Exercise requirements: State how many lines below hold the word "pixel". Give that number and no other text.

Given entries:
:::::
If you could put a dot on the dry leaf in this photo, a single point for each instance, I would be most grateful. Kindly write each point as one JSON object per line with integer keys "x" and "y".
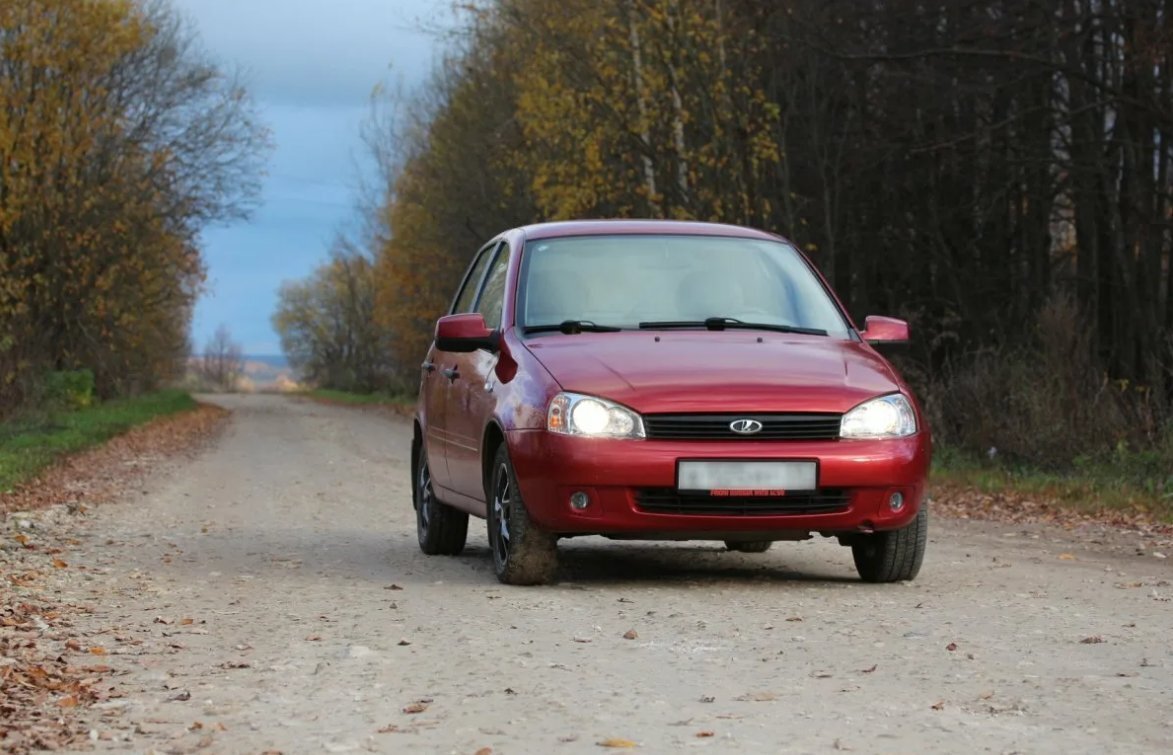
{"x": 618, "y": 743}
:::::
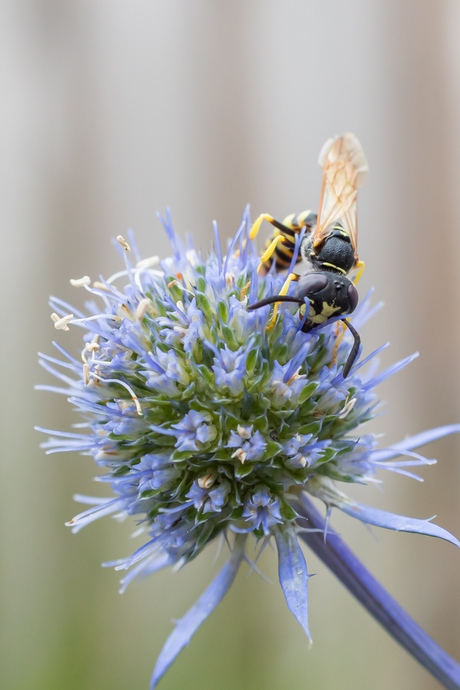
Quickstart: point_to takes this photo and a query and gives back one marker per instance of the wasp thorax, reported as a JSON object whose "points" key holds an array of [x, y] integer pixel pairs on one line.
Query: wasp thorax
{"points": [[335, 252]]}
:::::
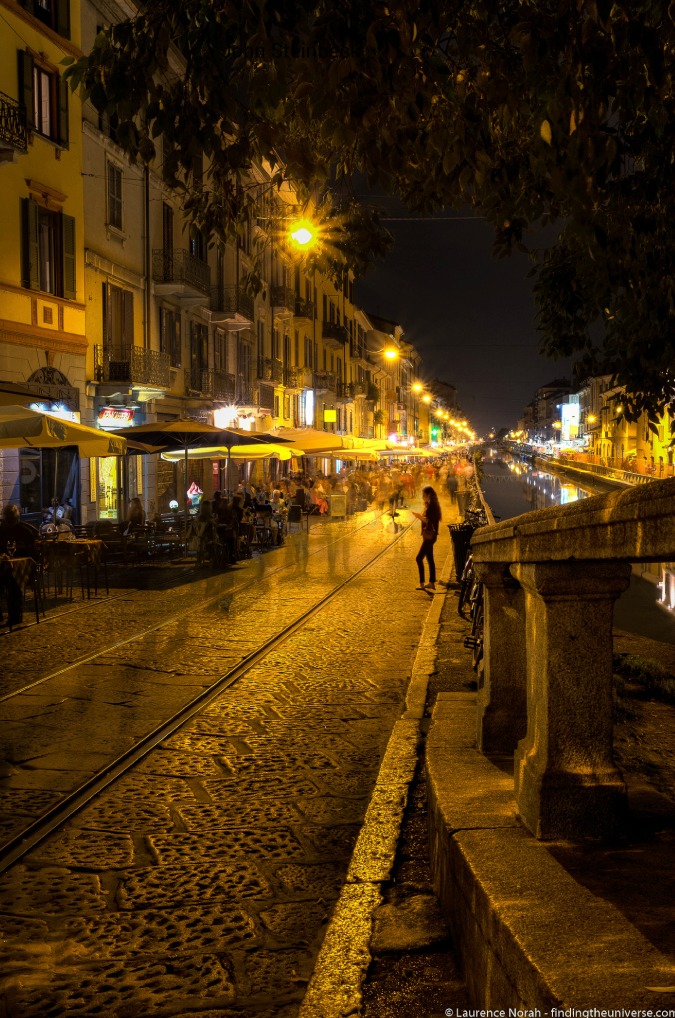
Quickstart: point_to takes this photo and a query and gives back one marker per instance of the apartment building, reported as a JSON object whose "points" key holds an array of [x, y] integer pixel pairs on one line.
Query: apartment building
:::::
Solution to this exercise: 2